## Passage for review
In that way, Clay also is following suit with her new UI gig.
When interviewing, Clay was told, “Should you get the position, you would be the first African American female — women of color — to have a full-time tenure track position within the 70-year history of the department.”
That actually gave Clay some pause.
“But then there was a part of me that was like, ‘Well, you got to start somewhere,’” she said. “There are a lot of institutions where there’s shame around their lack of diversity. Well, the energy that’s being used to be ashamed, couldn't that energy be used to diversify?”
So she praised UI for recognizing its shortcomings and doing something about it. The storied UI Department of Theatre Arts — among the oldest and most revered in the nation — acknowledged, Clay said, “We need new blood. We need new ideas.”
“’We need to blow a huge blast of new oxygen into the place’,” she recalled. “’And we think you’re the one. We think you are the one.’ … And I was flattered. I also love a challenge.”
‘Fish out of water’
Aside from a 2007 trip to Des Moines for her role in the national tour of the award-winning Broadway show “Doubt,” Clay had never been to Iowa before recently interviewing for the position as lead acting professor.

## Task to complete
In the article about Clay, what brought her to Des Moines in 2007? The records that come next are separate material, unrelated to the article about Clay.

## Recorded data
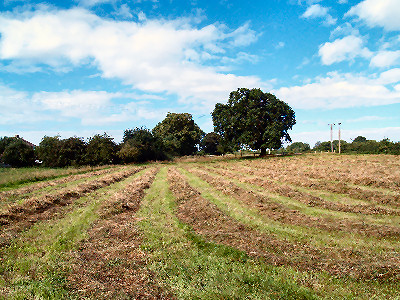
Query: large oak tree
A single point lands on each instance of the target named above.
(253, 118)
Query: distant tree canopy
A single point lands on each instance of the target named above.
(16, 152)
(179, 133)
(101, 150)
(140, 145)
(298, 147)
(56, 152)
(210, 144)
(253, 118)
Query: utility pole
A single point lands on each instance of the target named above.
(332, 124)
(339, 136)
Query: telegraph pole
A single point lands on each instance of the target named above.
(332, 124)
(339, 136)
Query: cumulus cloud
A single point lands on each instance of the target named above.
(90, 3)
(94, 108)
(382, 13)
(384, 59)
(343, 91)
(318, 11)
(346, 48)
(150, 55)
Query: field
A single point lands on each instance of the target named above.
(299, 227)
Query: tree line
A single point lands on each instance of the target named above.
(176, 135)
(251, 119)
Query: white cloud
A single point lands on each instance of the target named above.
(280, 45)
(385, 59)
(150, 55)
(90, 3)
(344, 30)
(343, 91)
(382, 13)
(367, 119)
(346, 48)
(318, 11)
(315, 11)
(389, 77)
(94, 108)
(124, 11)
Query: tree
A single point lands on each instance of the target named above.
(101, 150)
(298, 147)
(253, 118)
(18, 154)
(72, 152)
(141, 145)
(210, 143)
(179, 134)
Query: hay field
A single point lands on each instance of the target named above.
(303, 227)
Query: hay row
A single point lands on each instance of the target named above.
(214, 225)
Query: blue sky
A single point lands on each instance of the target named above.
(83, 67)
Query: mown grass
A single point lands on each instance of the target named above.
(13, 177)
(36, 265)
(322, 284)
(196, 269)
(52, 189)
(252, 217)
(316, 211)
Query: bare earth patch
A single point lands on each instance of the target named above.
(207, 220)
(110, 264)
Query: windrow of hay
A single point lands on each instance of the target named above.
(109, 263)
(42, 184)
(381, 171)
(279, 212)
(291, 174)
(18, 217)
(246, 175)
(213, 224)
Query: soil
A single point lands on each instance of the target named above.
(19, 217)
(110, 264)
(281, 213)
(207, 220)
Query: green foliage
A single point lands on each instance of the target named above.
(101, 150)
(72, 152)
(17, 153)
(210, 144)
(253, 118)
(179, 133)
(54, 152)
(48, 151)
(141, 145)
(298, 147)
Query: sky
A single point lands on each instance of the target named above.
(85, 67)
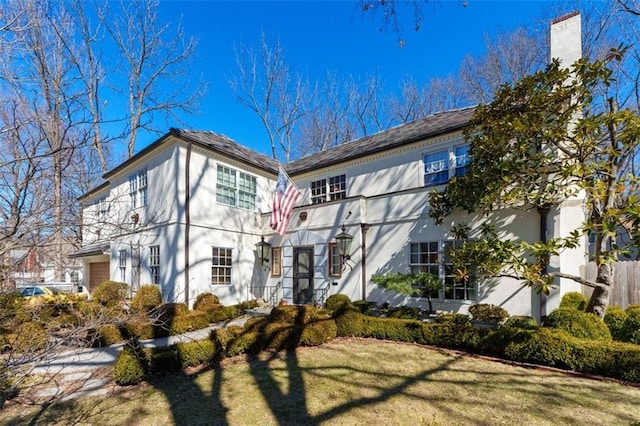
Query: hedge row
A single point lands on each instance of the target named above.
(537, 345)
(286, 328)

## Solution
Her role in the national tour of the award-winning Broadway show "Doubt."